Task material:
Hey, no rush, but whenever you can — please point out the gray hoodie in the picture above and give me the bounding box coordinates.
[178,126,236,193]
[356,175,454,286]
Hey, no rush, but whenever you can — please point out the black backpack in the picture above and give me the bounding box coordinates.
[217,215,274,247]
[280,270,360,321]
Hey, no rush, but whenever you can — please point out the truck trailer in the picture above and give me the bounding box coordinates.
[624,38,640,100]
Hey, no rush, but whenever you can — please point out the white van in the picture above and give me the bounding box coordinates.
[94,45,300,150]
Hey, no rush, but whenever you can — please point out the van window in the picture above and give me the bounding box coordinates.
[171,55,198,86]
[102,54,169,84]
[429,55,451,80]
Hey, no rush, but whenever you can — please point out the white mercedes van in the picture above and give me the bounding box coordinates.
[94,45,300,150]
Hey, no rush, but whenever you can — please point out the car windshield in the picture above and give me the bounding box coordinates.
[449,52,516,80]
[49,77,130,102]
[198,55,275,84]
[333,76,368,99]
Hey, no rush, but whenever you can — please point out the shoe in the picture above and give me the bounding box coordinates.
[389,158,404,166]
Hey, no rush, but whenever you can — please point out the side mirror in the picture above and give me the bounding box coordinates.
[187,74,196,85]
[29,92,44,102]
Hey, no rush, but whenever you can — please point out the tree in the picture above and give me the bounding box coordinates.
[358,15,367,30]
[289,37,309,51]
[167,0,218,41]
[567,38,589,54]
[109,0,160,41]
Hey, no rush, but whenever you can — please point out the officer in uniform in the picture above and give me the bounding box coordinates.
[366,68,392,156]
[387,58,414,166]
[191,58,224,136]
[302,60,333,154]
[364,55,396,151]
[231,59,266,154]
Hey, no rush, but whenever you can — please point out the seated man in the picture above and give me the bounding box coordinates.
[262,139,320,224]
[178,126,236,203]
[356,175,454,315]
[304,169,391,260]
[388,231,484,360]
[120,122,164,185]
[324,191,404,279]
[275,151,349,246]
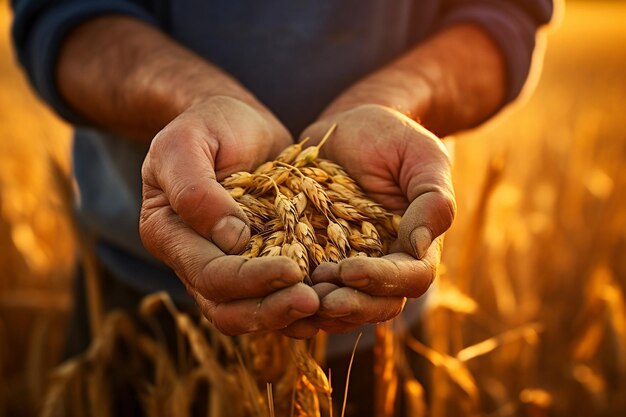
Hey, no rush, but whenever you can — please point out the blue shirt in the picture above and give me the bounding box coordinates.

What the exercise asks: Return each line of the records above word for word, leaving out the pictures.

Output of the exercise:
Hey, no rush, but whenever you can — please point out the gray hoodie in the picture above and give me the bounding box coordinates.
[178,126,236,193]
[356,175,454,286]
Hey, no rush, but whenever you can — please point out the black backpack in the picture above and give me the bounding box coordinates.
[217,215,274,247]
[280,270,360,321]
Hey, no rush, but whenever you can — please point out the truck trailer in the picture above and give me the bounding box coordinates.
[624,38,640,100]
Hey, no rush, but whenever you can — please point out the white van in the picture above and give me the bounding box coordinates.
[94,45,300,150]
Hey, no rush, but whenever you can — please point out the van window in the picture above and give me the bounding box coordinates.
[171,55,198,86]
[102,54,169,84]
[429,55,451,80]
Hey, no rush, but whenever you can — please point out the white mercedes van in the picture above and give me the bounding box coordinates.
[94,45,300,150]
Hey, no rush, but whenever you can — please point out the car windshield in the picture above and give me the bounding box coordinates.
[449,52,516,80]
[49,77,130,102]
[198,55,275,84]
[333,76,368,99]
Hey, no rush, but whenever you can — please point out the shoe in the picture above and give me the bounding box coordinates.
[389,158,404,166]
Hey, no rush, but whenever you can — please point out the side mirror in the picture above and give me the bounding box coordinates.
[187,74,196,85]
[29,92,44,102]
Hey, no rush, but whenever you can — please point out the tree in the picture above and give me the bounding box coordinates.
[358,15,367,30]
[289,37,309,51]
[167,0,218,41]
[567,38,589,54]
[109,0,160,41]
Hey, no rush, but whenever you can — please point out the officer in uniform in the picture above and give me the bounding box coordinates.
[366,68,392,156]
[387,58,414,166]
[191,58,224,136]
[302,60,333,154]
[364,55,396,151]
[231,59,266,154]
Hey, no rush, but whenever you can — please point out the seated man in the picture above and give me the bounding box coordinates.
[262,139,320,224]
[178,126,236,203]
[356,175,454,315]
[304,169,391,260]
[388,231,484,360]
[120,122,164,185]
[324,191,404,279]
[275,151,349,246]
Hey, no rush, but whenever you can — please point out the blue shirt in the picture above and give me the bounding box coordinates.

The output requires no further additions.